= Aim =
Can you reproduce every line from the one containing "Reviewer note: check that each instance of the black talon" through the end of the material, keeping the requests unchanged, and scale each x and y coordinate in the answers by 1.55, rounding to whole numbers with halves going up?

= Records for the exercise =

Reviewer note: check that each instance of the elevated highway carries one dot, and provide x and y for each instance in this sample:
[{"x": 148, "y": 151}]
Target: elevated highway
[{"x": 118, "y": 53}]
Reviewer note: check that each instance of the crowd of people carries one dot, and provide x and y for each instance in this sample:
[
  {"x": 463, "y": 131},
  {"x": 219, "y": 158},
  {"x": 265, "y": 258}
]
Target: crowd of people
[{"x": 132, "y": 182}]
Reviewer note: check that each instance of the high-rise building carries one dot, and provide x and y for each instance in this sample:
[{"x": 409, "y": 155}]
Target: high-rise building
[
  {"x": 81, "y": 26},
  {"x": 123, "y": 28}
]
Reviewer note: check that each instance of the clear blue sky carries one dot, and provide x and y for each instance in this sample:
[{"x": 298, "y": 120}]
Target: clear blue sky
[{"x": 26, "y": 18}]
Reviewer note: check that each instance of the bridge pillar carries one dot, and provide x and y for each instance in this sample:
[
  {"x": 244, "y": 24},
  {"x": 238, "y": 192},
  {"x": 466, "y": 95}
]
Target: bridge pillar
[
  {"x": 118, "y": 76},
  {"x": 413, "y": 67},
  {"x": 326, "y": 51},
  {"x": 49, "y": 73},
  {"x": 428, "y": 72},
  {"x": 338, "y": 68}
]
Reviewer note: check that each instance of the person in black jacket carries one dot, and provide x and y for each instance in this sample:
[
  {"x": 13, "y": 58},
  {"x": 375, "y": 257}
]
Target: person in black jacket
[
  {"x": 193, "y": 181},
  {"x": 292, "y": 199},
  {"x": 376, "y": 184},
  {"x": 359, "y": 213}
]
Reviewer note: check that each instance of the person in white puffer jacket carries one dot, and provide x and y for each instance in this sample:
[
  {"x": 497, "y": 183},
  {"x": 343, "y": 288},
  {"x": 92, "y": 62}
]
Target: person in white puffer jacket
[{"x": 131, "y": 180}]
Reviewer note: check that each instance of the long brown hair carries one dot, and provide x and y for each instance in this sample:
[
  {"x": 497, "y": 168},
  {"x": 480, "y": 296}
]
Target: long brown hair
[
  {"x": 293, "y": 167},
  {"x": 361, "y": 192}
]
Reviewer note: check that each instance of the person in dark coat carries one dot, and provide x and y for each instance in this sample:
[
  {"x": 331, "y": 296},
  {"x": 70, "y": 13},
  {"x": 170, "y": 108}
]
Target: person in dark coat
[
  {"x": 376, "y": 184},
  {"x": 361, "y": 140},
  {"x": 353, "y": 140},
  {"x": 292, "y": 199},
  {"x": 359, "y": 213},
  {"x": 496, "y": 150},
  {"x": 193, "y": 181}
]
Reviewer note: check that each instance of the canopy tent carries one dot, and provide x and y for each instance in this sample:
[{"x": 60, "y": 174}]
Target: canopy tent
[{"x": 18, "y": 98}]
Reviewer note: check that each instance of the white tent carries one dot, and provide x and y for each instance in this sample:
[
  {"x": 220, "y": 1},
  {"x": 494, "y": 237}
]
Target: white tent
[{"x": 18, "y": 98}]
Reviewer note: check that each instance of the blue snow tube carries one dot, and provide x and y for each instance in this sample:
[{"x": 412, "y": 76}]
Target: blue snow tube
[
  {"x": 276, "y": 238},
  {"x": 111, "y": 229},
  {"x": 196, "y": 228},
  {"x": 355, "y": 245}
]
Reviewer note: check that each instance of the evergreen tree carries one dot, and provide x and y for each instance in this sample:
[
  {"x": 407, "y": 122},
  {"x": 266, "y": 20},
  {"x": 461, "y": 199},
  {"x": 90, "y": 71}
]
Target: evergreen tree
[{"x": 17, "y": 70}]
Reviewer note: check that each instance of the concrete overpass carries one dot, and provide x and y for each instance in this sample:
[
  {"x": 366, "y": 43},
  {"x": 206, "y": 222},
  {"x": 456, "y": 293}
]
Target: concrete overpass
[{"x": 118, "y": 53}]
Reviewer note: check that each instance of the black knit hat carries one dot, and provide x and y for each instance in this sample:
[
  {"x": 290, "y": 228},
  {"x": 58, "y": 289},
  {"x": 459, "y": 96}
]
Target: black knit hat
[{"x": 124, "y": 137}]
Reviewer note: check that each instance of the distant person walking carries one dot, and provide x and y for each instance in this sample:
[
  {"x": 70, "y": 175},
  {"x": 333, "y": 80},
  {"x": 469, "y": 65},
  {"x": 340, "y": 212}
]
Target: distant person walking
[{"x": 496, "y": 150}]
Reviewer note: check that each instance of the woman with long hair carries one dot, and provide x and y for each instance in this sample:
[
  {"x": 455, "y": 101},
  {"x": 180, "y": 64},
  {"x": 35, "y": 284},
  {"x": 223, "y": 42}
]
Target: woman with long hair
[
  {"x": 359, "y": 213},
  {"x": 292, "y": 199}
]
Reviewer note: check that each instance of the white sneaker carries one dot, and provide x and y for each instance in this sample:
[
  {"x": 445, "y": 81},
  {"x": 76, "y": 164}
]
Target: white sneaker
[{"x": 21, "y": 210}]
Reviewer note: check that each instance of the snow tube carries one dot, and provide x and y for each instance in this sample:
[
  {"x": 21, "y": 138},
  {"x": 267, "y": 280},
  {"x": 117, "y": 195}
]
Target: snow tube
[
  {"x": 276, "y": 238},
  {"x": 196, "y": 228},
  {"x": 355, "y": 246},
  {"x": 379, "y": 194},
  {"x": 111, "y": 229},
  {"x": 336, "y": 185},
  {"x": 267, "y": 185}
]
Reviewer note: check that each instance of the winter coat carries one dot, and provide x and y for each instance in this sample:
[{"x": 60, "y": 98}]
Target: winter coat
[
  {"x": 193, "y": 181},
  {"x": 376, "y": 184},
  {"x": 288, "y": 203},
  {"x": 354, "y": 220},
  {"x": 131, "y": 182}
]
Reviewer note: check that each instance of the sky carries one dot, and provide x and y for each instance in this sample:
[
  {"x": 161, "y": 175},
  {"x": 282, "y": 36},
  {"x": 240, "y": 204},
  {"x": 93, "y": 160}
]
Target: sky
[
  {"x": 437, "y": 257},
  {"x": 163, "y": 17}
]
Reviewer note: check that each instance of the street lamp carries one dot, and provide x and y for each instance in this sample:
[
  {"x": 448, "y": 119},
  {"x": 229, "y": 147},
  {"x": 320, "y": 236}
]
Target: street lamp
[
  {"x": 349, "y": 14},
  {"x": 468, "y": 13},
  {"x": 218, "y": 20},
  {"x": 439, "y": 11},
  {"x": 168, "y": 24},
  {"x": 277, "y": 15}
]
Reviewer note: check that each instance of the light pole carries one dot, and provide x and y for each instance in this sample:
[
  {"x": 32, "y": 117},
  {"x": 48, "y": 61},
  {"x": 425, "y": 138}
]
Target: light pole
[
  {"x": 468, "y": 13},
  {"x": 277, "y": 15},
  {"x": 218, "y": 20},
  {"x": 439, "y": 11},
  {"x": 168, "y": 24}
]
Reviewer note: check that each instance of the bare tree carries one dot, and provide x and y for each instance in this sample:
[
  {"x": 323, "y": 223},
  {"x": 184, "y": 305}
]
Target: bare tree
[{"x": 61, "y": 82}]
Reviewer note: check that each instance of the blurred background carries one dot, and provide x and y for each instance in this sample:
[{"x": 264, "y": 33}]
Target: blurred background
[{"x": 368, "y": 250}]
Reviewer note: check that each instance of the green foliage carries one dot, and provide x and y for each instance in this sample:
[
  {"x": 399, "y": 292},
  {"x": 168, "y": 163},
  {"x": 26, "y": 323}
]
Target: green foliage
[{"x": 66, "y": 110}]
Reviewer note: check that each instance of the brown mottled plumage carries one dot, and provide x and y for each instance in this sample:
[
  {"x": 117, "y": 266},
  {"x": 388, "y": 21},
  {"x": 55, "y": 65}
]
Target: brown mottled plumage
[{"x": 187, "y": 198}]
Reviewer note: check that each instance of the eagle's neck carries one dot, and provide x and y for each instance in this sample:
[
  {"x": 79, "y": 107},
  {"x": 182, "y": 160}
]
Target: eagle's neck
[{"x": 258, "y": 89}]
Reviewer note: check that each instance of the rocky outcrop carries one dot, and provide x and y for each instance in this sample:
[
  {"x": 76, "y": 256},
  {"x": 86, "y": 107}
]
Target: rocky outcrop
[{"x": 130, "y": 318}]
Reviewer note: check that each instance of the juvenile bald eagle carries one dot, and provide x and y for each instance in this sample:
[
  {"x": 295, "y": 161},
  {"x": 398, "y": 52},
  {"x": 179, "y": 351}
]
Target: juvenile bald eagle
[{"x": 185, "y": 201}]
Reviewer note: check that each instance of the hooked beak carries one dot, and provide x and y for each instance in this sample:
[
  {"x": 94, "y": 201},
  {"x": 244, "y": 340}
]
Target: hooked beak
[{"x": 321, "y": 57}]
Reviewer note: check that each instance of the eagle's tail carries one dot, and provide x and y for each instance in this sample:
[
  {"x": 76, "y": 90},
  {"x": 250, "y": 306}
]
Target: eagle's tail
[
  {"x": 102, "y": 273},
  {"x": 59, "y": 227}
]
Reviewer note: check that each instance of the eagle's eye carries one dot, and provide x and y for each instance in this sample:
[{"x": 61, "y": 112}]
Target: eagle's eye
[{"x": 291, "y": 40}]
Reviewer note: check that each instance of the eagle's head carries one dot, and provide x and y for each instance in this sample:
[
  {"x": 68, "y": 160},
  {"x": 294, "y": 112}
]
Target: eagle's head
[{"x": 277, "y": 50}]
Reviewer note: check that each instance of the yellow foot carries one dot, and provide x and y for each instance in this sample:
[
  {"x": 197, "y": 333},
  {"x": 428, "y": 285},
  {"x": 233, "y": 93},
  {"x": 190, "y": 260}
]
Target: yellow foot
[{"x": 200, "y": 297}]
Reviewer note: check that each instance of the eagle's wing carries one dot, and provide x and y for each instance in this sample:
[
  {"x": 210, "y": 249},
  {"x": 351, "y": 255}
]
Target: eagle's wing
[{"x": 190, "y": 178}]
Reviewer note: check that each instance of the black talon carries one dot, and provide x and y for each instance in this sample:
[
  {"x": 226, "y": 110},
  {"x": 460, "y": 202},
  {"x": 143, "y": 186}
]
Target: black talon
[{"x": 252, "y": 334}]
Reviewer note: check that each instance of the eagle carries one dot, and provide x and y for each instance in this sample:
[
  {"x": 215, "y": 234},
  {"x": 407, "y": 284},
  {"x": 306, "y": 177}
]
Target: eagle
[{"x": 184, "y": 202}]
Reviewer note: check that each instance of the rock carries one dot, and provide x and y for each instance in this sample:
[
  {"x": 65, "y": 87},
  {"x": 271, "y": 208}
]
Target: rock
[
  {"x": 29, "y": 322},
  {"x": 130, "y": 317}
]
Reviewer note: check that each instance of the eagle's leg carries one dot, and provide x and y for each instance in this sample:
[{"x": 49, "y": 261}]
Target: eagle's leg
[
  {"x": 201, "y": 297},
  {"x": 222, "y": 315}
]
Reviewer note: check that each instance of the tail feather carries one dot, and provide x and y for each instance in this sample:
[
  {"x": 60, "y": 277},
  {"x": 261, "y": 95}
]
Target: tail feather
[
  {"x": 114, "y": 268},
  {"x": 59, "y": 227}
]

= Result =
Reviewer note: check that each instance of the black talon carries one dot, and provide x and y for each instance in this sample:
[
  {"x": 226, "y": 110},
  {"x": 460, "y": 202},
  {"x": 143, "y": 186}
]
Target: black talon
[{"x": 391, "y": 518}]
Reviewer note: check that each instance of the eagle carries one dot, and provide x and y for each instance in this sample:
[
  {"x": 215, "y": 234},
  {"x": 407, "y": 284},
  {"x": 306, "y": 177}
]
Target: eagle
[{"x": 285, "y": 313}]
Reviewer note: check that each instance of the rock carries one dot, and provide x and y for each instance in this sample:
[
  {"x": 65, "y": 87},
  {"x": 271, "y": 208}
]
Target: rock
[
  {"x": 45, "y": 499},
  {"x": 202, "y": 491}
]
Reviewer note: check that each instance of the eagle's leg carries one dot, and provide x and y for each instance in this sample:
[{"x": 49, "y": 261}]
Target: eagle's leg
[
  {"x": 312, "y": 460},
  {"x": 344, "y": 488}
]
Reviewer note: check that each instance of the tail feather carries one dot, and provide x and y for each instance in this sample:
[
  {"x": 60, "y": 277},
  {"x": 261, "y": 95}
]
Target: tail feather
[
  {"x": 177, "y": 415},
  {"x": 91, "y": 352}
]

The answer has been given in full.